- EXTRACT -

····················

Camerata Pacifica continues its "Why Beethoven?" project with the return of the Calder Quartet, who will perform Beethoven's String Quartet in E-flat Major, Op. 127, and pianist Molly Morkoski, violist Jonathan Moerschel, and flutist Benjamin Smolen, who will perform Charles Ives's Piano Sonata No. 2, which opens the program.

Ives's Piano Sonata No. 2, Concord, Mass., 1840-60, portrays in music New England's most prominent authors - the Transcendentalists. This monumental sonata, one of Ives's most performed and most difficult works, celebrates Ralph Waldo Emerson, Nathaniel Hawthorne, Bronson and Louisa May Alcott, and Henry David Thoreau in its respectively named movements. The Concord sonata is at turns overwhelming, tender, funny, beautiful and witty. It's massive in its magnificence and tremendously demanding of the performer - a worthy program partner to a late Beethoven quartet.

Beethoven's String Quartet in E-flat Major, Op. 127 is the first of his legendary late quartets - five string quartets that are impetus for Camerata Pacifica's two-season "Why Beethoven?" project. Bewildering and controversial from their premieres, these works hold almost mythological status today and provide the "Why?" for Camerata Pacifica's Beethoven project. Says Beethoven scholar Daniel Chua. "In these pieces, Beethoven's language undergoes a self-searching progress towards an abstraction that forces the emotional and technical content of the music to break down in violence." Op. 127 is the first step along that path - but, indeed, are these works so radical, or do they suffer from the projection of our own Romantic perceptions? In performance, in discussion, in the context of other works, Camerata Pacifica offers its Beethoven journey.

····················

[Dataset extract]
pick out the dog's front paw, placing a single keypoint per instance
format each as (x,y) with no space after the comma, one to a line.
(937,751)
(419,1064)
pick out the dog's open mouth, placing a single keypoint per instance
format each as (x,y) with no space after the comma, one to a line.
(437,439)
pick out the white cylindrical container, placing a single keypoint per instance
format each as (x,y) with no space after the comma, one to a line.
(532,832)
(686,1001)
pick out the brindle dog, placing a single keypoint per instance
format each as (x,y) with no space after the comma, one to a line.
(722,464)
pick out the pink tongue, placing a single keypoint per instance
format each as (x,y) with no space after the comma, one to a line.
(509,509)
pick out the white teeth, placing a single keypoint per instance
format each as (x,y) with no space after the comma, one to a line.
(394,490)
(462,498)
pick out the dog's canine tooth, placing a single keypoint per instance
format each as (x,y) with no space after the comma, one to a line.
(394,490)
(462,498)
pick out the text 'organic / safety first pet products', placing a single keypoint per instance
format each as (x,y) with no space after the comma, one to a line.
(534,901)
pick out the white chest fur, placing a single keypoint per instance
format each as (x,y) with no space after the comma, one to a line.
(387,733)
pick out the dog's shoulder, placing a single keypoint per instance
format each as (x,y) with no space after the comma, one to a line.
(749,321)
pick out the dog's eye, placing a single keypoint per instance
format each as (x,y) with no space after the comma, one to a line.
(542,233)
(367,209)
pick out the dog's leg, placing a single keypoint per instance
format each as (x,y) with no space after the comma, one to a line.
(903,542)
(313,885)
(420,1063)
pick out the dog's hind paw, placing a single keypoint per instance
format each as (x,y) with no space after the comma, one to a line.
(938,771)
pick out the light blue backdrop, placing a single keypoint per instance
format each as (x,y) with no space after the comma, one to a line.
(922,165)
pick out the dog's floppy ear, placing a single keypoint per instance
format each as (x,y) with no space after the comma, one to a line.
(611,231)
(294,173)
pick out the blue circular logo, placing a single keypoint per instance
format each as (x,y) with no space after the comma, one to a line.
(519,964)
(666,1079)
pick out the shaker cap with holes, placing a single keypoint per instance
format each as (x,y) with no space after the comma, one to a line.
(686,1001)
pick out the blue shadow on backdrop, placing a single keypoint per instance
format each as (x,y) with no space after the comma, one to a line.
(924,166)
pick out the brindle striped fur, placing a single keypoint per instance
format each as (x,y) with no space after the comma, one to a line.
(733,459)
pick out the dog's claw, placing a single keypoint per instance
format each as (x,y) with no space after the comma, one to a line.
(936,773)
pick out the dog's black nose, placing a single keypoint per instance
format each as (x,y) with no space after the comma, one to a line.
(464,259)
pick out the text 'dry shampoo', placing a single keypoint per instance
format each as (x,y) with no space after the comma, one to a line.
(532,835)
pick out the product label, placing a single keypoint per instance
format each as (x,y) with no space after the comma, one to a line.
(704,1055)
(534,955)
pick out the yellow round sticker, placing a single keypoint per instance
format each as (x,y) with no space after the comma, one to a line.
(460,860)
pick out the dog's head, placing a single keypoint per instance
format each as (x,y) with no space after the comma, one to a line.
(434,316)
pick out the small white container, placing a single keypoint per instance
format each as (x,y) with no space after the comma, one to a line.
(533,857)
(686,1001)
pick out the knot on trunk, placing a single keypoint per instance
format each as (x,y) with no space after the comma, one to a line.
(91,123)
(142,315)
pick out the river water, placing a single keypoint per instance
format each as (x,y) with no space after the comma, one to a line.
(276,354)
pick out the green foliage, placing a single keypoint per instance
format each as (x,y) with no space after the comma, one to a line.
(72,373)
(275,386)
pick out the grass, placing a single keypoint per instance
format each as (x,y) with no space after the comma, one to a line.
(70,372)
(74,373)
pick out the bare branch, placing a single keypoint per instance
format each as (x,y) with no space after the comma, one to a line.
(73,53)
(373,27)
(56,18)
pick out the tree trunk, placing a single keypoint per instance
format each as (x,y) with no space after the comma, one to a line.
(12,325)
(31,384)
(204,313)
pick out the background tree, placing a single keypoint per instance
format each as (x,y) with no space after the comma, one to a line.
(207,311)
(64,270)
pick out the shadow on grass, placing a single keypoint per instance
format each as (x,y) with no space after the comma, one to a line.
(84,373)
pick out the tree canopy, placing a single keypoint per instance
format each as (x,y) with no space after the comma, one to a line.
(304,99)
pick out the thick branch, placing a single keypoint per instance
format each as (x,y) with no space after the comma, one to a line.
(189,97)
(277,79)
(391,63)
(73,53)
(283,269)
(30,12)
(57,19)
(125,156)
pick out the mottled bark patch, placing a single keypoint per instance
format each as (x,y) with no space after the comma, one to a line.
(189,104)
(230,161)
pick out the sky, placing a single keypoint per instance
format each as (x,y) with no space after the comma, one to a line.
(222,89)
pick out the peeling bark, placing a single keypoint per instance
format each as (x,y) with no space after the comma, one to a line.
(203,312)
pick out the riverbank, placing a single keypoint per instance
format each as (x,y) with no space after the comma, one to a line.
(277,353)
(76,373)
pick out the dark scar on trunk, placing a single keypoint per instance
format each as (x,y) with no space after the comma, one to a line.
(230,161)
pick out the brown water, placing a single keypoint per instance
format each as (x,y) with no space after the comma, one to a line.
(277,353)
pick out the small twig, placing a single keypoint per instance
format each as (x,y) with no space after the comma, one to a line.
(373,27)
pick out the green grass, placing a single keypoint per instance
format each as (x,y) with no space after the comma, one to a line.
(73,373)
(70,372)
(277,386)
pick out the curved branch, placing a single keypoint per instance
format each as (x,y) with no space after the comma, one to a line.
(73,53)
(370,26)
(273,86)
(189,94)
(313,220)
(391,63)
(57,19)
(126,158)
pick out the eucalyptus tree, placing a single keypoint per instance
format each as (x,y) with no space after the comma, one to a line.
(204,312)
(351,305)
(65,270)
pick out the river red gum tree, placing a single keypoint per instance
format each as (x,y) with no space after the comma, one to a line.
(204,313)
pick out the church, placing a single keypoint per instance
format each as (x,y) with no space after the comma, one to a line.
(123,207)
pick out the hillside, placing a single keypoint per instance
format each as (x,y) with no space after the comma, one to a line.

····················

- WORK REQUIRED -
Return the part of the concert note that begins at the words "Beethoven's String Quartet in E-flat Major, Op. 127 is" and stops after the words "its Beethoven journey.", copied word for word.

- FULL SOLUTION -
Beethoven's String Quartet in E-flat Major, Op. 127 is the first of his legendary late quartets - five string quartets that are impetus for Camerata Pacifica's two-season "Why Beethoven?" project. Bewildering and controversial from their premieres, these works hold almost mythological status today and provide the "Why?" for Camerata Pacifica's Beethoven project. Says Beethoven scholar Daniel Chua. "In these pieces, Beethoven's language undergoes a self-searching progress towards an abstraction that forces the emotional and technical content of the music to break down in violence." Op. 127 is the first step along that path - but, indeed, are these works so radical, or do they suffer from the projection of our own Romantic perceptions? In performance, in discussion, in the context of other works, Camerata Pacifica offers its Beethoven journey.